Collection entries:
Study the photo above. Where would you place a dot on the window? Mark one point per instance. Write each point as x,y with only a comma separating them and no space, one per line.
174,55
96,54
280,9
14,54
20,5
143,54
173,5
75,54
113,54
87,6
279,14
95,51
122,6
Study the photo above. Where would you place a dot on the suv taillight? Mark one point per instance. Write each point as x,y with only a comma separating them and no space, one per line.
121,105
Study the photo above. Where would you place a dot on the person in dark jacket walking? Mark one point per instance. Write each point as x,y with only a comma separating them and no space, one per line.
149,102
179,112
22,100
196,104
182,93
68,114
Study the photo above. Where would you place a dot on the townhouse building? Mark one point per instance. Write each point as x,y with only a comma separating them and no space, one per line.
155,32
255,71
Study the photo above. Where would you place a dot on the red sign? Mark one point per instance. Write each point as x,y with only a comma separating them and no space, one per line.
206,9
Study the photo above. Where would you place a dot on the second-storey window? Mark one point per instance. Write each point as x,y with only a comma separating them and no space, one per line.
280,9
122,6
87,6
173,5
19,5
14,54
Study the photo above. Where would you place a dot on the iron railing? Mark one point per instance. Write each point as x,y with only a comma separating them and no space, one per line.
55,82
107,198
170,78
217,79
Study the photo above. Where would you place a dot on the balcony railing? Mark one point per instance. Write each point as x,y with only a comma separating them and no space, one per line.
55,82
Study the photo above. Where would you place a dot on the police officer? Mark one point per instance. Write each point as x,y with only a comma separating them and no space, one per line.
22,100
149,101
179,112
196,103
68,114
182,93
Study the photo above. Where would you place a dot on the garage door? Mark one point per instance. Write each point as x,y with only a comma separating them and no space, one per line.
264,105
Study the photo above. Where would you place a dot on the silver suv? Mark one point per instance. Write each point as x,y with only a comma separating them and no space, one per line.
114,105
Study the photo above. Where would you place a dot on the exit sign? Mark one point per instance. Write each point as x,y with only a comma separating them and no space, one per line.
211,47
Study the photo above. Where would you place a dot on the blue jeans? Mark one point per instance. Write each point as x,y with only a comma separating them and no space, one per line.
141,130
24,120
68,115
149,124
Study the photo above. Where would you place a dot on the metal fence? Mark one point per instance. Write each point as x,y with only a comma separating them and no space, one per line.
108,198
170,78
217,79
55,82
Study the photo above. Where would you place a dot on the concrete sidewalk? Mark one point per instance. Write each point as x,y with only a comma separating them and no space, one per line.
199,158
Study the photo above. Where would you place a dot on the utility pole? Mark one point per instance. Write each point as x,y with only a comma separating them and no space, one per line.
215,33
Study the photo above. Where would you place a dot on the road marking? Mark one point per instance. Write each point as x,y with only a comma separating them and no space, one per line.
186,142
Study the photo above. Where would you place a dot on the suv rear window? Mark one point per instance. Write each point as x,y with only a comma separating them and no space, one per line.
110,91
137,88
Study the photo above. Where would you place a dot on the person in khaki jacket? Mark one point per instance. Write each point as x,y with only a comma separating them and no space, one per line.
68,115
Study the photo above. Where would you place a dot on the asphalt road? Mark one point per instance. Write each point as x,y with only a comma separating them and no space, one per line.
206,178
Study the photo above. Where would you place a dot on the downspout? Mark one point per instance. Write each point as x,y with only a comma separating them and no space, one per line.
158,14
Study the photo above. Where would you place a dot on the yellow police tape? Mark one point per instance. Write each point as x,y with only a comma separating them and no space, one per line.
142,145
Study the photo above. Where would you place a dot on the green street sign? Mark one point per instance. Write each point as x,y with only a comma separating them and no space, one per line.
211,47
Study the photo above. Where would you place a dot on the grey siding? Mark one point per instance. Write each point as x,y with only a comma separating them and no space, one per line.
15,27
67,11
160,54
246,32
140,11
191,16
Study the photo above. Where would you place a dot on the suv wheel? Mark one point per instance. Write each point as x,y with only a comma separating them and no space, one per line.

Task prompt: Write the listing out again, exactly as it reads.

Written solution:
Study the photo above. Where would you place a dot on the window? Mark one point per instance. Write each point as x,y with only a comma separating them and no space, one per line.
174,55
96,54
280,9
14,54
20,5
143,54
173,5
75,54
113,54
87,6
279,14
95,51
122,6
Study the photo above. Where would you place a dot on the suv taillight? Mark one point per instance. Write each point as x,y with only a comma separating them and no space, one per line.
121,105
Study the photo above. Where would you place a dot on the person in dark jacket walking? Mark one point per instance. Write each point as x,y with only a comma separating them and no space, one per line.
149,102
179,112
22,100
196,104
182,93
68,114
Study the photo above. Where would you place a dot on the townhouse building? Mark one point per instance. Write each point as x,y with only a comma separating them and no space, one per line.
155,32
255,71
Study the photo above. Where would you place a dot on the red sign? Mark one point per instance. Write each point as x,y with only a comma separating them and no space, one per line.
206,9
Study the photo above. Where would you place a dot on the second-storey window? Mark one point per instance. Write each point as x,y with only a comma separating them and no space, one per line.
280,9
122,6
87,6
173,5
19,5
14,54
Study the photo above. Where would you place a dot on the iron railing? Mark one point per instance. Write each point as x,y with only a comma separating them and no space, one per line.
55,82
107,198
170,78
217,79
Study the photo above. Where would you place a dot on the balcony railing? Mark one point per instance. Write each point as x,y with only a comma separating them and no space, one per line.
55,82
Study the photo above. Where would you place a dot on the police officer? Mark one point per instance. Write each point as x,y with only a comma separating them and no space, one per line.
22,100
149,101
179,112
196,103
68,114
182,93
Study the photo above. Where would you place a dot on the garage door? Mark one point per instance. Write each point as x,y with only a comma separating them and no space, one per line.
264,105
Study the photo above. Where would you place a dot on the silver suv? Mark one point per instance. Write each point as x,y with only a comma separating them and no space, one per line.
114,105
Study the photo above. Where would you place a dot on the exit sign? Mark one point per instance. Write each point as x,y with only a comma separating them and no space, one per line.
211,47
Study the photo above. Where would you place a dot on the blue jeans? Mark one point per instance. Write each point as x,y with only a comma separating them and no space, one per line.
141,130
24,120
68,115
149,124
Study the photo above. Where would you place a dot on the metal fence? Mark one point per instance. Write each point as x,y with only a comma separating them and no space, one per line.
108,198
170,78
217,79
55,82
Study the photo above. Where would you place a dot on the concrete sidewalk? Mark one point per instance. Write each point as x,y with only a comma separating them and no space, one per line.
199,158
Study the photo above. Where would you place a dot on the utility pole? Mark one point per instance. Write each point as x,y with only a comma separating them and no space, one per line.
215,33
Study the photo above. Where would you place a dot on the road marking? Mark one point per instance. Write each point as x,y with only a comma separating them and no space, one per line.
186,142
Study the photo above. Where would you place a dot on the suv rear window? Mark one point per instance. Write each point as x,y with only a comma separating them and no space, one per line.
110,91
137,88
Study the photo above. Where would you place a dot on the person in khaki jacket? Mark one point per instance. Write each point as x,y with only a comma separating them and no space, one per line.
68,115
Study the photo above. Where would you place a dot on the asphalt road? Mark one point per instance. Write each point as x,y with only a comma separating them and no space, one per line.
206,178
Study the photo above. Where would you place a dot on the downspout? Mark one point per instance. Write each point as x,y with only a comma separating them and no space, one per line.
158,14
Study the photo above. Where would you place a dot on the yellow police tape? Mark one point per instance. Write each point as x,y with only a comma separating them and no space, one per line.
142,145
Study the photo above. Where would you place a dot on the green street sign? Mark one point per instance. Write each point as x,y with only a comma separating them and no space, one per line.
211,47
Study the photo above. Where would you place a dot on the grey siding? Mark one point per instance. Write each point as x,y with only a comma separating them and no space, one per line.
15,27
67,11
160,54
246,32
140,11
191,16
Study the photo above. Where would you place a dot on the suv wheel? Mark one point per instance. Write each point as x,y with only a comma separating them and no space, one per line.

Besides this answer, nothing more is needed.